### Record extracts
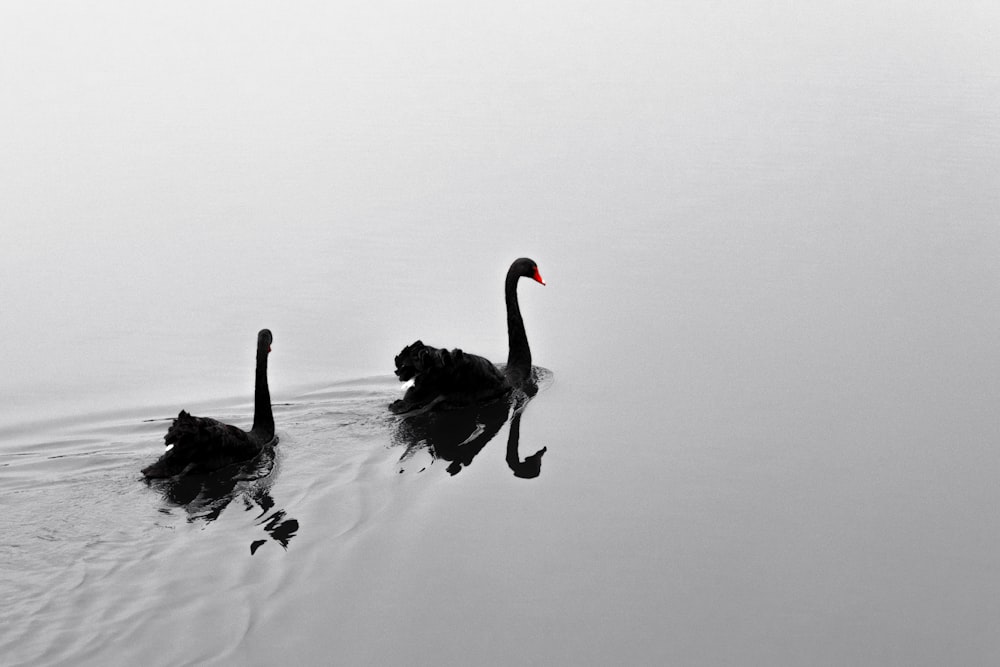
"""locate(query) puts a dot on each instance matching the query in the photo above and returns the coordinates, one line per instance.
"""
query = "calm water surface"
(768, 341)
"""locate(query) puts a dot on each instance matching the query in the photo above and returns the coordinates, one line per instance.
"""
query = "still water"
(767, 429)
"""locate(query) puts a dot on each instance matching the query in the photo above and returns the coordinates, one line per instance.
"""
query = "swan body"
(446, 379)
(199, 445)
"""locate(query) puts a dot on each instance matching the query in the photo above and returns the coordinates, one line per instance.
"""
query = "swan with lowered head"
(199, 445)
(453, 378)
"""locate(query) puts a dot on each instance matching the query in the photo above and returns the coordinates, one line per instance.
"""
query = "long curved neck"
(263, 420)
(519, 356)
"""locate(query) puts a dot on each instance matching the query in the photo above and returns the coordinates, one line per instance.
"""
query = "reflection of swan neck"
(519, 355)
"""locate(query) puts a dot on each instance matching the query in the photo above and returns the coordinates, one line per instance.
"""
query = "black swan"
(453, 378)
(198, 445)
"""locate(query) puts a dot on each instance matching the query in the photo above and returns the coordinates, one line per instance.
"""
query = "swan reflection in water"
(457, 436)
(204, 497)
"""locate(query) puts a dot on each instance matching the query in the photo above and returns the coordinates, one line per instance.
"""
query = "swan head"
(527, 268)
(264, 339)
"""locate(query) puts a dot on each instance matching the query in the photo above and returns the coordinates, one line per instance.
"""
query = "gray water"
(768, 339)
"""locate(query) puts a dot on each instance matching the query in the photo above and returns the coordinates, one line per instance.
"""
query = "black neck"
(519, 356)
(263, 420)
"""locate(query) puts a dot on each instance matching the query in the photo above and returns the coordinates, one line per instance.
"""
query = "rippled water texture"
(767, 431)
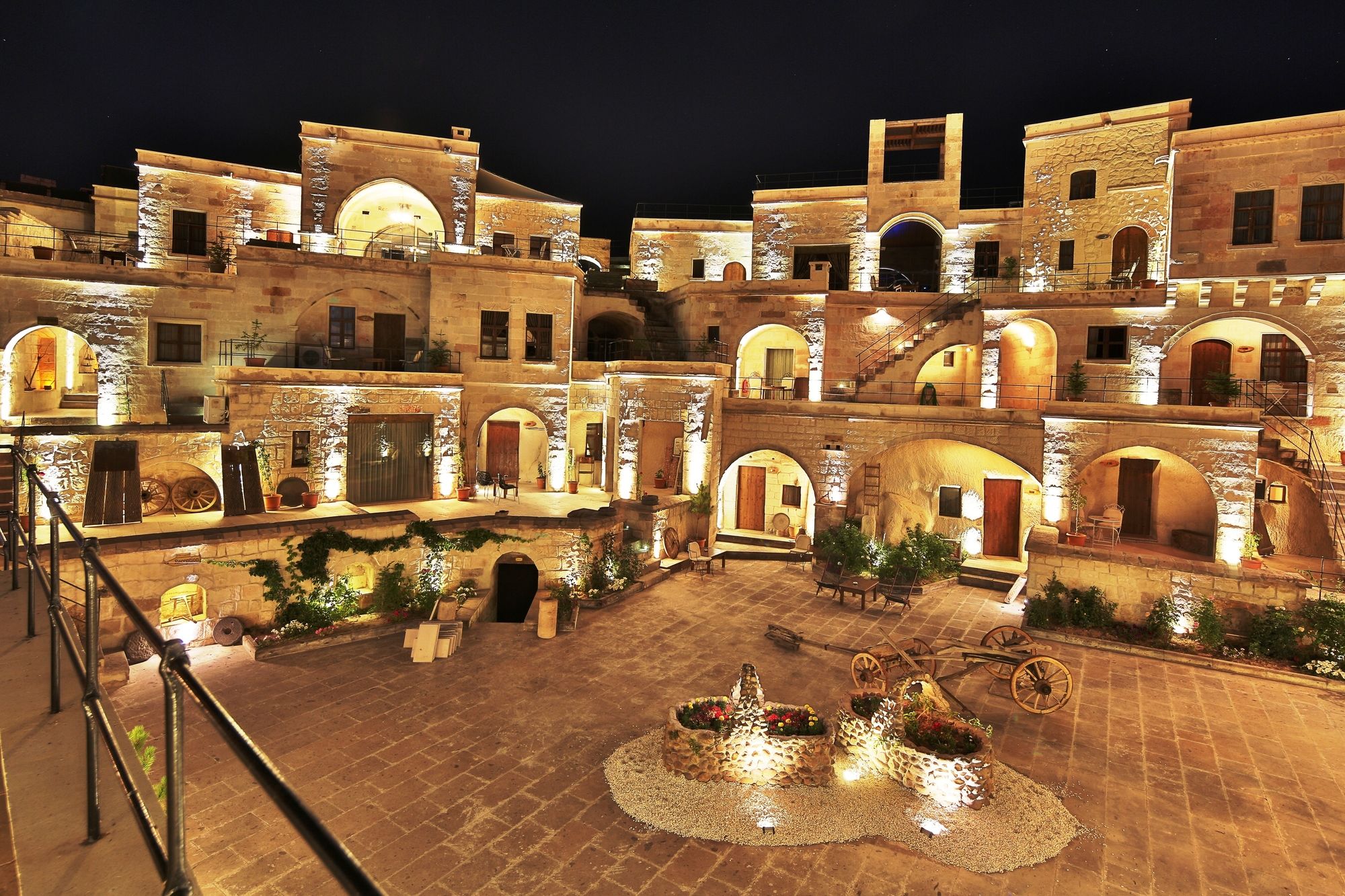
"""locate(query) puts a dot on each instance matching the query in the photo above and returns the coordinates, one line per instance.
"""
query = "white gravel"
######
**Aim**
Please transcribe all of the rows above word for word, leaving out the pictures.

**Reply to the exercise**
"""locate(query) puts a dot on each instance matching the query in the photo above and returns the coordinates, one line per instance.
"""
query = "calm water surface"
(768, 341)
"""locate(query) puts a dot on each instance matching the query in the photo above and returns the coordinates, one line per instance.
"""
query = "still water"
(767, 429)
"""locate(query) puts a dot on each instance matching the query in the photo above and returns the coordinates, one line per instance.
"""
query = "swan body"
(446, 379)
(199, 445)
"""locate(query) puts a dot on each instance matching the query in the photo above and returns the coordinates, one line per instance.
"""
query = "swan with lowered head"
(199, 445)
(453, 378)
"""locate(query) puts a dot on each instance matching the query in the photo above and returns the coordinates, one line per instance.
"""
query = "long curved neck"
(263, 420)
(519, 356)
"""locate(query) puts a dot on each instance matching the query in the photo above and returns the coordinates, one line per instance.
"""
query = "reflection of swan neck"
(519, 355)
"""locate(query) puts a dot on each instance matching the query in the photo above and returns the coordinates, one line per instance.
"""
query = "black swan"
(453, 378)
(198, 445)
"""locate(query) puts a dot on each instance matching the query in the photo above and returns the coordinates, one line per instance.
"""
query = "swan reflection in water"
(457, 436)
(204, 497)
"""locate(query) puts a dot on each instance matching the query in the photo above and returns the coordinates, one line per instance.
"""
query = "swan head"
(527, 268)
(264, 339)
"""locate(query) puts a dot on each instance matching the query in the photo above and returns the coordinates, one line per instance.
"""
query = "gray water"
(768, 339)
"""locate(query) puts a dot on each instance matching the query in the photo above and returns the coordinates, one line per instance.
"""
query = "black neck"
(519, 356)
(263, 420)
"""locate(query) puts a dot on each instance matching the query in the photo above and returns the coordinates, one line per instance.
"""
query = "rippled water texture"
(767, 431)
"""locate(query) puts a dot on each instance matching the query in the photo above and returns the coordinates, one line per instance.
"""
query = "white gravel"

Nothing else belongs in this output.